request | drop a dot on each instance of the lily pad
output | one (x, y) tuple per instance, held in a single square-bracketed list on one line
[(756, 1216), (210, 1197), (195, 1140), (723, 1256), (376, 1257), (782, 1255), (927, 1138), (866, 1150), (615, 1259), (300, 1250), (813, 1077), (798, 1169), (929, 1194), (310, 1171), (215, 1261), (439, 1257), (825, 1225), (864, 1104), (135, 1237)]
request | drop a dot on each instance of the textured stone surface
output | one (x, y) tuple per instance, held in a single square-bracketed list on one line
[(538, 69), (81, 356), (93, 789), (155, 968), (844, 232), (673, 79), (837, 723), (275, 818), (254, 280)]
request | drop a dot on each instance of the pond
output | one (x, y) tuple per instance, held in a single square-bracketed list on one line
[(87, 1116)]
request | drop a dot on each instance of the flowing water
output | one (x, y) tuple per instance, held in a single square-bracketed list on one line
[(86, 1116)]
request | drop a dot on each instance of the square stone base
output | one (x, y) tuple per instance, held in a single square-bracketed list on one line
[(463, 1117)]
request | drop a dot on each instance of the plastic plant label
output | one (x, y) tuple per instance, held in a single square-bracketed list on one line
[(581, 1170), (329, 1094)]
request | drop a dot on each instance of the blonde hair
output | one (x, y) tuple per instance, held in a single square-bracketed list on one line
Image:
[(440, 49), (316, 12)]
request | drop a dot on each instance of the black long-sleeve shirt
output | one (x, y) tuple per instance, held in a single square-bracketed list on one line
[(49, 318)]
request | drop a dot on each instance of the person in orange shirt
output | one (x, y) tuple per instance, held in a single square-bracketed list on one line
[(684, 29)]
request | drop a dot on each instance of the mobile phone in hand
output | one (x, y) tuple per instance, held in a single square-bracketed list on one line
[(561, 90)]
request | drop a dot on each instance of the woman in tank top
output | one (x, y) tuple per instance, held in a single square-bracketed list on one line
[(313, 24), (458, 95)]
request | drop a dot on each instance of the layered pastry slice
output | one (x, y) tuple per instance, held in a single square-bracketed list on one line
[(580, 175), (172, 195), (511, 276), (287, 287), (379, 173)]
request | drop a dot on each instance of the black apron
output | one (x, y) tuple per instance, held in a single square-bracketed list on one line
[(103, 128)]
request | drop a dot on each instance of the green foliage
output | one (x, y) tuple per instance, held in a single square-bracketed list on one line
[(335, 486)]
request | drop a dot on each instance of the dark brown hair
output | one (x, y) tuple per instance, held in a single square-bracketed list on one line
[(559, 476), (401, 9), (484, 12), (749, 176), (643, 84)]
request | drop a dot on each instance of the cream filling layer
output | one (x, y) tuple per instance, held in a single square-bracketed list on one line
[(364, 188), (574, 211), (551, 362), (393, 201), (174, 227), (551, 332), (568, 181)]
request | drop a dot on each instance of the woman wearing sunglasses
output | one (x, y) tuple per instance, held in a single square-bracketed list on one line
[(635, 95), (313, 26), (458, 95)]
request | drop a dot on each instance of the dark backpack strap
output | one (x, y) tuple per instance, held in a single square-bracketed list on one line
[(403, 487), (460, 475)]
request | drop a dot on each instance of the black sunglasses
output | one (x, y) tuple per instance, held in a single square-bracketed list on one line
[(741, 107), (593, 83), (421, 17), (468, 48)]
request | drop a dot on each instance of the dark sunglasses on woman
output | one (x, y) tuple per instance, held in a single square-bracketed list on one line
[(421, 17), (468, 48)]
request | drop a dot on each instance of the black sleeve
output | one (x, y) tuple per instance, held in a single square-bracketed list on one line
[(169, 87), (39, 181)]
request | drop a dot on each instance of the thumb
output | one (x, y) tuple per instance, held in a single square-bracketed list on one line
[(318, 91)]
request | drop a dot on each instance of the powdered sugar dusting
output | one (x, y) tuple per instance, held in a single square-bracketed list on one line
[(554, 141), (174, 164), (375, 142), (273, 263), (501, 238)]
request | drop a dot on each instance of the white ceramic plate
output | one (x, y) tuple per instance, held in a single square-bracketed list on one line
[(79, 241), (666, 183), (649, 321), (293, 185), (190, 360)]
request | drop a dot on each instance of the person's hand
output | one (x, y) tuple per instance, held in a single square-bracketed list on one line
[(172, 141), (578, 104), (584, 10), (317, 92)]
——————
- [Task brief] Exactly repeat the lines above, from the opening line through the one with "in orange shirt", and include nothing else.

- [Worked solution]
request | drop a dot on each instance of the lily pad
output | one (x, y) tuple per instance, held in a single square-bracketed list on one line
[(756, 1216), (210, 1197), (195, 1140), (723, 1256), (376, 1257), (782, 1255), (927, 1138), (866, 1150), (615, 1259), (300, 1250), (813, 1077), (798, 1169), (929, 1194), (310, 1171), (215, 1261), (439, 1257), (825, 1225), (864, 1104), (135, 1237)]
request | drop a dot on each instance of the textured stone surface
output | one (x, y) tuple per instance, held in a single square-bracketed list on one line
[(538, 69), (81, 356), (93, 789), (155, 968), (844, 232), (673, 79), (837, 723), (275, 818), (254, 280)]
request | drop a dot on each instance of the pond
output | one (x, y) tuple per instance, held in a single square-bracketed list on one line
[(87, 1116)]
request | drop a dot on each instance of the flowing water
output | one (x, y) tuple per instance, held in a single square-bracketed list on one line
[(86, 1116)]
request | drop a dot on each instance of the square stone base
output | one (x, y) tuple per instance, held in a single square-bracketed list on one line
[(463, 1117)]
request | drop a dot on each instance of the plastic plant label
output | one (x, y) tuple per instance, held in a single square-bracketed list on one line
[(581, 1170), (329, 1094)]
request | drop a dot on each instance of the blonde hair
output | one (x, y) tuple per instance, held in a single square-bracketed list on one line
Image:
[(440, 49), (316, 12)]
request | drop a dot on each instance of the black long-sleeve shirt
output | one (x, y) tuple per instance, held in a single square-bracketed list on one line
[(49, 318)]
request | drop a dot on each instance of the person in orange shirt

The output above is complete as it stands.